> [Information shown]
--

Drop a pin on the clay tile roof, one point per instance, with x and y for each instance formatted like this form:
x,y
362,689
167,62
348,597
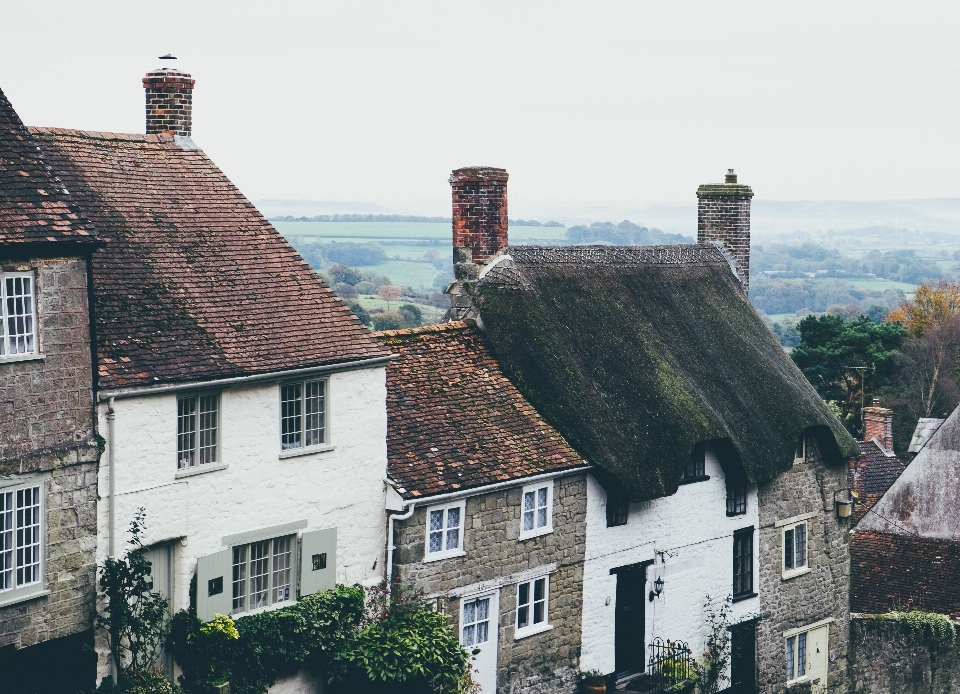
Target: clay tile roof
x,y
455,421
902,571
34,206
193,283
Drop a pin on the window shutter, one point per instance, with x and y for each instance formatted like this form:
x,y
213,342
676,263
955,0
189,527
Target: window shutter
x,y
214,584
318,561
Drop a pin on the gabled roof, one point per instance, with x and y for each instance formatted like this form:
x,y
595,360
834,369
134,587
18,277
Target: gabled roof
x,y
636,354
923,500
193,282
903,572
34,206
454,420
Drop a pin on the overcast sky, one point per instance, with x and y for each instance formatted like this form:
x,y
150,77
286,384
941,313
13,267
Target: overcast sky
x,y
582,101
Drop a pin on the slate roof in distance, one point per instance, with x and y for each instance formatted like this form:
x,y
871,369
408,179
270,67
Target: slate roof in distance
x,y
636,354
193,282
34,206
455,421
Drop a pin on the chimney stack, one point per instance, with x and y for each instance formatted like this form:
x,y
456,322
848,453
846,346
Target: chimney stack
x,y
723,215
878,424
479,231
169,100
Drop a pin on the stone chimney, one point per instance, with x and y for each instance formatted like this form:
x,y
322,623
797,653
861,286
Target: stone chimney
x,y
723,215
169,100
878,424
479,231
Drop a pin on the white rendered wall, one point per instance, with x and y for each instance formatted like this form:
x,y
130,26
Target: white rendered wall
x,y
342,488
690,538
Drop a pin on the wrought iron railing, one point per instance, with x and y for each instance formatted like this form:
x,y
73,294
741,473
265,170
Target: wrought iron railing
x,y
670,663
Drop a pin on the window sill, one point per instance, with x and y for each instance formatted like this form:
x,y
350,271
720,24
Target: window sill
x,y
23,357
296,452
437,556
698,478
13,600
199,470
531,631
530,534
787,575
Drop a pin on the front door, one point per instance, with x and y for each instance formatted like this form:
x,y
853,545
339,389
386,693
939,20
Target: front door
x,y
630,618
479,615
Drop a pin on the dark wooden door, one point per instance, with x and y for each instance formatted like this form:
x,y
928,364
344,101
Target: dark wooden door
x,y
631,605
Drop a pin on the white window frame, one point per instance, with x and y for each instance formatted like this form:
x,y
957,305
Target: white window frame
x,y
288,449
19,589
444,553
217,451
532,627
29,316
537,530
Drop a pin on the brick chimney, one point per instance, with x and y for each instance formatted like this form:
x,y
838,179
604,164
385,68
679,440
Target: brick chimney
x,y
169,100
723,215
479,231
878,424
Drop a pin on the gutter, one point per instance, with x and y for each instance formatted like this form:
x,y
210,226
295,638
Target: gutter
x,y
110,394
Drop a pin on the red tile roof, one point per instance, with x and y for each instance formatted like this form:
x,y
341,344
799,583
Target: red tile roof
x,y
34,206
455,421
903,571
193,282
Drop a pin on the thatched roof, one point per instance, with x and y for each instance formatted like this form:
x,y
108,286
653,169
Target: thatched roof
x,y
637,354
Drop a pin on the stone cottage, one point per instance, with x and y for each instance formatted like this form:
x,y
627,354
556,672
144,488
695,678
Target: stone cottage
x,y
716,464
489,507
241,402
48,447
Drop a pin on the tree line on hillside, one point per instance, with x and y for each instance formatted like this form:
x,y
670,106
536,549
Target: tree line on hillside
x,y
910,360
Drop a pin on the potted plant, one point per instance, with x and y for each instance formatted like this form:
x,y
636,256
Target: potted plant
x,y
592,682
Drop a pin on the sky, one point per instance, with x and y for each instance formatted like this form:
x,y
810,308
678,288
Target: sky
x,y
584,102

--

> [Exercise instructions] Any images must be left out; transcribe the rest of the material exactly.

> [Task answer]
Drop a pin on the clay tile roof, one point per instance, with x and y for each instance formatted like this form:
x,y
362,689
167,62
348,597
Target: clay tile roof
x,y
455,421
902,571
34,206
193,283
Drop a pin on the window shutter, one point per instance, with x and y for each instance formatted like this form:
x,y
213,342
676,263
955,0
189,527
Target: window shutter
x,y
214,584
318,561
Drop a pin on the gabled roof, one point per instance, with x and y for each instance formatted like this form:
x,y
595,360
834,369
134,587
18,277
Target: gabled roof
x,y
636,354
923,500
193,282
903,572
34,206
454,420
Drop a pin on the overcast sky, one point per instance, with x and y for each instance formatted like this form:
x,y
150,77
286,384
941,313
13,267
Target: overcast sky
x,y
582,101
Drop a pin on the slate roof in distance, one point per instance, with x and y for each instance formatted like this form:
x,y
871,369
408,179
270,67
Target: slate roof in distance
x,y
636,354
193,282
34,206
455,421
Drop a pin on the chimney stack, one point per instance, with x and y for each instance formatted like this form:
x,y
456,322
848,453
846,346
Target: chimney stack
x,y
723,215
878,424
479,231
169,100
Drop a pin on the stone chimney, one point per instance, with x and y for each instance formatted like this form:
x,y
322,623
797,653
861,286
Target: stone chimney
x,y
723,215
169,100
878,424
479,231
Drop a pin on the white rendered wall, one point per instance, with x and y for each instance formatted like this form:
x,y
130,26
Target: white rendered wall
x,y
342,488
690,538
Drop a pin on the wrought iron railing, one point per instance, with x and y for each instance formatted like this form:
x,y
73,294
741,473
265,170
Target: wrought iron railing
x,y
670,663
Drop a pin on the window sill, one point per instance, with x and y for each instance formatted like this form:
x,y
350,271
720,24
Target: window sill
x,y
23,357
296,452
437,556
698,478
13,600
199,470
531,631
530,534
787,575
Drop a pin on the front door, one point per instance, with x and y for each instance formatted like this form:
x,y
853,545
339,389
386,693
939,20
Target: front door
x,y
630,618
479,615
Drop a pin on the dark wooden door, one point per instance, with x and y for each instance formatted like this form:
x,y
928,364
344,101
Target: dark wooden door
x,y
631,605
Drop a pin on the white window frame, one point per instance, with x and y for each instance formatted like this form:
x,y
957,305
Target: white window frame
x,y
288,449
19,589
444,553
217,451
532,627
29,316
537,530
Drop a pin on the brick chimney, one point per instance, with x and y for each instance formatted like this form:
x,y
838,179
604,164
385,68
679,440
Target: brick chimney
x,y
169,100
723,215
479,231
878,424
Drop a pin on the gutter, one point per instance, with x and y for each instance formatted like this form:
x,y
210,226
295,638
Target: gutter
x,y
110,394
Drop a pin on the red tile roof, one point per instance, with x and y for each instance formatted like this form:
x,y
341,344
799,583
Target: red tile roof
x,y
34,206
455,421
903,571
193,282
Drop a pin on the thatched roof, one point per instance, with x and y for each instance formatted like this form:
x,y
108,286
653,169
Target: thatched roof
x,y
637,354
Drop a pin on the stone cottage, one point per instance, with x and y for each instance formatted like this form:
x,y
627,354
556,672
144,488
695,678
Target: stone cottage
x,y
716,464
489,507
241,402
48,447
Drop a pin on the tree line on hillside, one point per instance, with x and y for each instance formatted like this form:
x,y
670,106
536,549
Target: tree line on hillside
x,y
910,360
Drop a pin on the potted plant, one point per instance, with x and y for each instance formatted like this form:
x,y
636,256
Target: potted plant
x,y
592,682
Drop a pin on the sky, one point per instance, with x and y for each instance formatted like this form:
x,y
810,308
678,288
Target: sky
x,y
584,102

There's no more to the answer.